### [What to work on]
Write out the lines below again, switching every "cliff face" to "rock wall" and changing nothing else. Leave the pictures out.

### [Task material]

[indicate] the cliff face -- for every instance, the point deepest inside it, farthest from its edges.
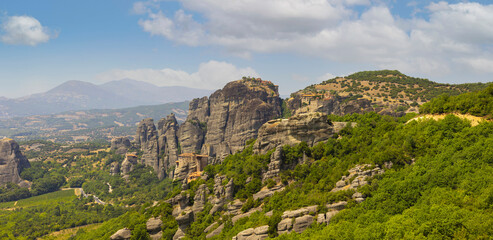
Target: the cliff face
(168, 141)
(309, 127)
(147, 138)
(236, 113)
(216, 126)
(12, 162)
(120, 145)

### [Correct result]
[indicate] the rock wall -- for every instance, the point deepest inside it, farthest from its edges.
Target: the rock wall
(168, 141)
(309, 127)
(147, 138)
(236, 113)
(216, 126)
(12, 162)
(120, 145)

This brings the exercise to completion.